• Task description:
How many lines of the records contain the string "navy"? Matching is case-sensitive, and the reply should be the number alone.

• Data extract:
* * * *
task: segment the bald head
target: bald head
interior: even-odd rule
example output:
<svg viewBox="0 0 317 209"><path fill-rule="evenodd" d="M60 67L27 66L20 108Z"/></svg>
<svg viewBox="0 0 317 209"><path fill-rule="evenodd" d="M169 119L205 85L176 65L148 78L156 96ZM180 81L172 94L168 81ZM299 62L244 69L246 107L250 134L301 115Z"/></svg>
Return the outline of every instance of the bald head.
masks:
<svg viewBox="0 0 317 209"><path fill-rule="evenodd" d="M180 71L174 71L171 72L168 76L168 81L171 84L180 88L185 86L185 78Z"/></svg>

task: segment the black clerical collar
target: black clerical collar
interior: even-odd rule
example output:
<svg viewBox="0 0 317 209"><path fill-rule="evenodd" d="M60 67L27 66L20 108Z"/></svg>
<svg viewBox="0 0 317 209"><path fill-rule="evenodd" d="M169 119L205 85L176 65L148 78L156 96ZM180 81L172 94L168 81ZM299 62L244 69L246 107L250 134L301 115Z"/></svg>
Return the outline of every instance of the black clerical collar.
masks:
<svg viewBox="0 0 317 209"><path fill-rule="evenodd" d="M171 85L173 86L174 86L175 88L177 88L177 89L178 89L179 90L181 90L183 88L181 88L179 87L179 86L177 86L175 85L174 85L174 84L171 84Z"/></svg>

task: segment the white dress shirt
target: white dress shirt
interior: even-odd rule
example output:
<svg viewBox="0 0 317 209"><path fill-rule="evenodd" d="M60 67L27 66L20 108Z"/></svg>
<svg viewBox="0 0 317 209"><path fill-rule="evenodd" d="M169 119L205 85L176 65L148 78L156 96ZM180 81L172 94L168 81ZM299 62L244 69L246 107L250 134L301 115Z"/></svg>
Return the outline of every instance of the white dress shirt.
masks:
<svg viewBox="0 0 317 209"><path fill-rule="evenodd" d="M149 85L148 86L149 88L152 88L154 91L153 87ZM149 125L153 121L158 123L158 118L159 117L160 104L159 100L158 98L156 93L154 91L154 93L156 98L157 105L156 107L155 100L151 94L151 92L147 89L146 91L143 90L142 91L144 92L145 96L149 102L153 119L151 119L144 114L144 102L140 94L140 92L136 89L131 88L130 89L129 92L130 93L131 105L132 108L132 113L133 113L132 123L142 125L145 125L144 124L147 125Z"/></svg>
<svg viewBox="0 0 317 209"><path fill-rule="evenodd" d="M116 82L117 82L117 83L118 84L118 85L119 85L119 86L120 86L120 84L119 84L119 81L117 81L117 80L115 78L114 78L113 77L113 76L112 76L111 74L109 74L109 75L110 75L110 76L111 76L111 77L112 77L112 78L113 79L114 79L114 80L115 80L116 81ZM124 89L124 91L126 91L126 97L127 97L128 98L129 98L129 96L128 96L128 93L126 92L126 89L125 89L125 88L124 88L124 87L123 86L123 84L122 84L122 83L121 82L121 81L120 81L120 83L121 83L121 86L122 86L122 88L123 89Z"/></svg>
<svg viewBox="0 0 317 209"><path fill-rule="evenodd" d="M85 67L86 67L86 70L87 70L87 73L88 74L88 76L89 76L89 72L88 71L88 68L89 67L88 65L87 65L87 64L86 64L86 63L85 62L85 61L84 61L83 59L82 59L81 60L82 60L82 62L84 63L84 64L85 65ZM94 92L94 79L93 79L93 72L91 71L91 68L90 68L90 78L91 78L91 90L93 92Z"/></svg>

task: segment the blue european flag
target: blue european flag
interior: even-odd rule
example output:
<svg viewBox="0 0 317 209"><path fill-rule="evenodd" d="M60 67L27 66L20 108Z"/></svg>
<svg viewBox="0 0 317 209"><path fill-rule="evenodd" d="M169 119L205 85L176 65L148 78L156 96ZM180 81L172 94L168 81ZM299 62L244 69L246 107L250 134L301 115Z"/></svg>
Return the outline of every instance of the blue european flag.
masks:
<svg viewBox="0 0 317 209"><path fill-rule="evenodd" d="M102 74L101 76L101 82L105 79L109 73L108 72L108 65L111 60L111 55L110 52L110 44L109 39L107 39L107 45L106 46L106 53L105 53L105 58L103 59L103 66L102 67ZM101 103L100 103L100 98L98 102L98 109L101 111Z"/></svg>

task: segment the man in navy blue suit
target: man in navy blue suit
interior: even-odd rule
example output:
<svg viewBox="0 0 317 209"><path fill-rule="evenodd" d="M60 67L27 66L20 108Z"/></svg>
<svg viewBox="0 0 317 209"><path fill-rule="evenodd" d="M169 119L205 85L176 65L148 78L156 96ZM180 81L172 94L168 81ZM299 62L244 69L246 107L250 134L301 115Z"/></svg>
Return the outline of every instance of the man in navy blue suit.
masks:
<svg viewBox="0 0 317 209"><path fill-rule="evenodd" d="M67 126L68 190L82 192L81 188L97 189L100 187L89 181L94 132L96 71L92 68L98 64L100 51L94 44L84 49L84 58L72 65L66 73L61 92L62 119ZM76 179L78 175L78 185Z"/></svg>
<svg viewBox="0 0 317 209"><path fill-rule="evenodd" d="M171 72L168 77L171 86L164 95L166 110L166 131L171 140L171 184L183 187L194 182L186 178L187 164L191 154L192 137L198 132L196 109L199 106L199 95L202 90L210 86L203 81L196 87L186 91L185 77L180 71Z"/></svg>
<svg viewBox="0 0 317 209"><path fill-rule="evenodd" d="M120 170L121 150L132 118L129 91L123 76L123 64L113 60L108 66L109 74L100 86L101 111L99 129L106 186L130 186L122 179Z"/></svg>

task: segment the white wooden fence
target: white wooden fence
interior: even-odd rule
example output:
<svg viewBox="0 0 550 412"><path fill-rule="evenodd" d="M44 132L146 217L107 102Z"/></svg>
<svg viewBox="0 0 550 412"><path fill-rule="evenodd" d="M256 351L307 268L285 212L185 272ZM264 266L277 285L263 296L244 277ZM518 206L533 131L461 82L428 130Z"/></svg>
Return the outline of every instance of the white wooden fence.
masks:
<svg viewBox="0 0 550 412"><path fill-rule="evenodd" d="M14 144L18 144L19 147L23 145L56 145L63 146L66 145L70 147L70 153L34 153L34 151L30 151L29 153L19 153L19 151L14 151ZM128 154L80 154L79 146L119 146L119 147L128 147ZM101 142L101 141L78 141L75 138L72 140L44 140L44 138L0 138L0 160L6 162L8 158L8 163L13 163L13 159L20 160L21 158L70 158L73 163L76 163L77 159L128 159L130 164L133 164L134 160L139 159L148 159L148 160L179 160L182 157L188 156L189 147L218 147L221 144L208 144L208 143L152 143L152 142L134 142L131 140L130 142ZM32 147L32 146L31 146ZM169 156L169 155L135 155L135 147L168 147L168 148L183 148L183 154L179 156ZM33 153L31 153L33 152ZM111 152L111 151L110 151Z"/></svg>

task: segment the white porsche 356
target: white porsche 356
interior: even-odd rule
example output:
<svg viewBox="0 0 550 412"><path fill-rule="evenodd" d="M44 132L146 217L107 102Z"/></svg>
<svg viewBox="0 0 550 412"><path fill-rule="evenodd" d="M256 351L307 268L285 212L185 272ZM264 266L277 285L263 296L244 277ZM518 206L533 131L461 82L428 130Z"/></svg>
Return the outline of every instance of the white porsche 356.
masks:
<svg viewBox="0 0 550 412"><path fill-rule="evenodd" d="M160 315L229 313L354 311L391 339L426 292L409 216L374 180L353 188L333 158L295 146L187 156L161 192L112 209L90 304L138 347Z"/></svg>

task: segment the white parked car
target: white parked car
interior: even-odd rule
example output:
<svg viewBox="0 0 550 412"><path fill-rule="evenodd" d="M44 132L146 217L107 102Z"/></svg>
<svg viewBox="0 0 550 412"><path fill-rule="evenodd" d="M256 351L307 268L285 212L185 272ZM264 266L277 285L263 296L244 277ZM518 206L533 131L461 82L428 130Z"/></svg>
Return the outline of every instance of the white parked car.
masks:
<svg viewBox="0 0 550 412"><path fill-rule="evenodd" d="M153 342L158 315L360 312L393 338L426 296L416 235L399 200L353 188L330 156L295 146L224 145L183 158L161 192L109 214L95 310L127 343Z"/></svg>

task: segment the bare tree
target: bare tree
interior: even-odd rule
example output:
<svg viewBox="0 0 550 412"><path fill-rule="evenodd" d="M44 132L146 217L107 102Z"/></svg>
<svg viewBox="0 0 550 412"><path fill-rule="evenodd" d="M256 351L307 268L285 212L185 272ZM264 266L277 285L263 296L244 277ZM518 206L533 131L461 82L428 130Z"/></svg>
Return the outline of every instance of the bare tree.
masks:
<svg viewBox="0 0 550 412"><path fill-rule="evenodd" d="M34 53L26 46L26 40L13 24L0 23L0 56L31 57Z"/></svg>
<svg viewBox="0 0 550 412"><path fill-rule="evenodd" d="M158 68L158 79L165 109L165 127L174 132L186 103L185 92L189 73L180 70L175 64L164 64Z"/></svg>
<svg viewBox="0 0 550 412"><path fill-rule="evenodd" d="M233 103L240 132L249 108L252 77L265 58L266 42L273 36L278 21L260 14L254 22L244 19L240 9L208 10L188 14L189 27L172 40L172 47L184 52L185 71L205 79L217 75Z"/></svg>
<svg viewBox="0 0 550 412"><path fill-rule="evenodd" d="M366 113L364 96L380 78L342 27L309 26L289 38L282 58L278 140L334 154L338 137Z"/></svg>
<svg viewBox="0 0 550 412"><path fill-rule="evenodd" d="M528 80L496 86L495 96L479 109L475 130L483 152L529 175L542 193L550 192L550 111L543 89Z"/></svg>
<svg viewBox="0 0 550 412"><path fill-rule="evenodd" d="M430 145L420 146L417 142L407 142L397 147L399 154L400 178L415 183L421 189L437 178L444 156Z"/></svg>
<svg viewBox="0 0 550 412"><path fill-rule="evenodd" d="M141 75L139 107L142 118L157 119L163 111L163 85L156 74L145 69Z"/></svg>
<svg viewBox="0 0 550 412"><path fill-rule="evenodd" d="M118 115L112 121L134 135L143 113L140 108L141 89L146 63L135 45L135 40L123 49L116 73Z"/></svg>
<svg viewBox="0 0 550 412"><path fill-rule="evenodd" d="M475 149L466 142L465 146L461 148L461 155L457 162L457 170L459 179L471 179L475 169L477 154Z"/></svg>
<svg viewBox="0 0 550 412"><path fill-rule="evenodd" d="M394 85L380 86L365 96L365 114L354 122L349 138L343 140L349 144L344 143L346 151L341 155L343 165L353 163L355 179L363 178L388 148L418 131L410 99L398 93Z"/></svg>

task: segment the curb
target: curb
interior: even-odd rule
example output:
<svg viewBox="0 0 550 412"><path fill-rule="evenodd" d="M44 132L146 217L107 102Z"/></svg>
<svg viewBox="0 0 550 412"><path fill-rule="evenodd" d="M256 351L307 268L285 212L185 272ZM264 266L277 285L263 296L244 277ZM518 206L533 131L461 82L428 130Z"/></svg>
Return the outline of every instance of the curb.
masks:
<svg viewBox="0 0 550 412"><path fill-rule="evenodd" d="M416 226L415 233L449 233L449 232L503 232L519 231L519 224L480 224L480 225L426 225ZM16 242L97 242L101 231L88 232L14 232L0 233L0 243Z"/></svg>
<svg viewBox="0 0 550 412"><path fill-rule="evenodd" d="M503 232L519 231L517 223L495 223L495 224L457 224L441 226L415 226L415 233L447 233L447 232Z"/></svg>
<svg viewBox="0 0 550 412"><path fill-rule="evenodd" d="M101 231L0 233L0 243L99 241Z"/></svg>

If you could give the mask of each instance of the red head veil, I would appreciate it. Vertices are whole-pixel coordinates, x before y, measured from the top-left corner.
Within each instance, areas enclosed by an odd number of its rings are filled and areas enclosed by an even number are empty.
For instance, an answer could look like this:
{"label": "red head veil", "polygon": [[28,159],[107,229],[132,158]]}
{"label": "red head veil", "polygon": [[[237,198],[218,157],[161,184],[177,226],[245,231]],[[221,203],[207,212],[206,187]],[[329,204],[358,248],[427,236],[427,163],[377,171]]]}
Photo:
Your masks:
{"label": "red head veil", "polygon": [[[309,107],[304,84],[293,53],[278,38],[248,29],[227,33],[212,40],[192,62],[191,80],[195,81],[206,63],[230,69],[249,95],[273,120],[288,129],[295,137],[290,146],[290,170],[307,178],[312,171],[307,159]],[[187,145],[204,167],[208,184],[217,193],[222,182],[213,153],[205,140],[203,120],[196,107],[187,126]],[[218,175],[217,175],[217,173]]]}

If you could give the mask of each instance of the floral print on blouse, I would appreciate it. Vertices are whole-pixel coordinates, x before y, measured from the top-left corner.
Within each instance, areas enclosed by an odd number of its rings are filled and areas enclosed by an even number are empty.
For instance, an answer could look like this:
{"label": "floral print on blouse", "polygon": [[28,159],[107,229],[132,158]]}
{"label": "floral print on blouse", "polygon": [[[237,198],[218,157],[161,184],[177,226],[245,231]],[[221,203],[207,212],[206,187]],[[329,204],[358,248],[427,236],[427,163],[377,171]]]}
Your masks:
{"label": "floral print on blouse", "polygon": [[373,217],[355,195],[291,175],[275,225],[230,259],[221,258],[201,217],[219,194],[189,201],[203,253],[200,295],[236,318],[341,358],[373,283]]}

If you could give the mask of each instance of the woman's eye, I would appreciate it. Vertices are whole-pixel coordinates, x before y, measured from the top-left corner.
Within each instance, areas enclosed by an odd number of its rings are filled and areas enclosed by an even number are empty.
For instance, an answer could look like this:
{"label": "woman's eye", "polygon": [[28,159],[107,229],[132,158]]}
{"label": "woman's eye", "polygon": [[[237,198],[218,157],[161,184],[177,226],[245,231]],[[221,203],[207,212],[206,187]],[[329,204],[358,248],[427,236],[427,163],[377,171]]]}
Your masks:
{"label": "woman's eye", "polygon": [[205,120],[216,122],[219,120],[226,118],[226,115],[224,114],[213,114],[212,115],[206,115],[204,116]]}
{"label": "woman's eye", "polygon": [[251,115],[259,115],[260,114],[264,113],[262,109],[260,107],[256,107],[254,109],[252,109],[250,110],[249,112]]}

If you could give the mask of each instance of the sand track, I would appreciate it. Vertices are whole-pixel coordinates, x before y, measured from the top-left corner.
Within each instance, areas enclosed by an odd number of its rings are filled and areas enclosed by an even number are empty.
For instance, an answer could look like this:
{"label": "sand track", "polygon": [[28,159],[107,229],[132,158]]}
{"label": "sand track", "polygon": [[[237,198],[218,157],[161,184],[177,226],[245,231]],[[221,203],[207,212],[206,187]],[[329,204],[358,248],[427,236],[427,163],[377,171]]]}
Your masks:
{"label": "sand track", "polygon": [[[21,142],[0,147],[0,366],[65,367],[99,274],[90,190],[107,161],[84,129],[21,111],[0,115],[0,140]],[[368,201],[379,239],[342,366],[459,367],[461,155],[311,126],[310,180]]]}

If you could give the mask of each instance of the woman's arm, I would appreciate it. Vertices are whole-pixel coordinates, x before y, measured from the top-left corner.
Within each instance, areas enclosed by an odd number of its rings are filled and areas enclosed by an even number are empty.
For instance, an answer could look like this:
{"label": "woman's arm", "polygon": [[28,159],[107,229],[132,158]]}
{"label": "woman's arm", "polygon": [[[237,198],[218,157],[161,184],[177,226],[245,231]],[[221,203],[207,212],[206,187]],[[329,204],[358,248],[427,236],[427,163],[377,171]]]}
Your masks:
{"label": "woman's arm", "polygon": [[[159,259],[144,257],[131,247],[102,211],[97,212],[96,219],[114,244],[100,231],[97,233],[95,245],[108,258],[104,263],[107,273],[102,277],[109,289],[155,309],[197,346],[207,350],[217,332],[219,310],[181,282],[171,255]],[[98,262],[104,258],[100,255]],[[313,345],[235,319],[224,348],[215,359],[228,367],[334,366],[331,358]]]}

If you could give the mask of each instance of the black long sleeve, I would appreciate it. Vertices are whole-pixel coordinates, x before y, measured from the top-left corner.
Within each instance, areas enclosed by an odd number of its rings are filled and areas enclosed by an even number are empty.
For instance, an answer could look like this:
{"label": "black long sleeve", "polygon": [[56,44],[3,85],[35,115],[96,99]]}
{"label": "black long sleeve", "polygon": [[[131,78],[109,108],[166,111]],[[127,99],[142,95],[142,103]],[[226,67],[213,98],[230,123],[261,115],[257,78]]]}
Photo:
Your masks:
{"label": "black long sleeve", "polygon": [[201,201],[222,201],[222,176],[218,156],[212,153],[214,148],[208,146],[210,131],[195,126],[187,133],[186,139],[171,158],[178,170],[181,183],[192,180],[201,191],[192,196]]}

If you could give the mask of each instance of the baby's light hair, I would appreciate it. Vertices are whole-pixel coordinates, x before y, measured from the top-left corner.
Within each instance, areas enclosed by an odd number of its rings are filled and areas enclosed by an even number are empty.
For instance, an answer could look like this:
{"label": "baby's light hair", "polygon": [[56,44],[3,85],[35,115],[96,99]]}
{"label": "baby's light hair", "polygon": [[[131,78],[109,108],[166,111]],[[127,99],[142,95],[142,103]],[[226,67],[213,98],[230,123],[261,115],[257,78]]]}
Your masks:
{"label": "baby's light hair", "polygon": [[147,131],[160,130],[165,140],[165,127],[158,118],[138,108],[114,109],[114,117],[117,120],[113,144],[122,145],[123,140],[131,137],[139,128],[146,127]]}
* * * *
• Output for this exercise:
3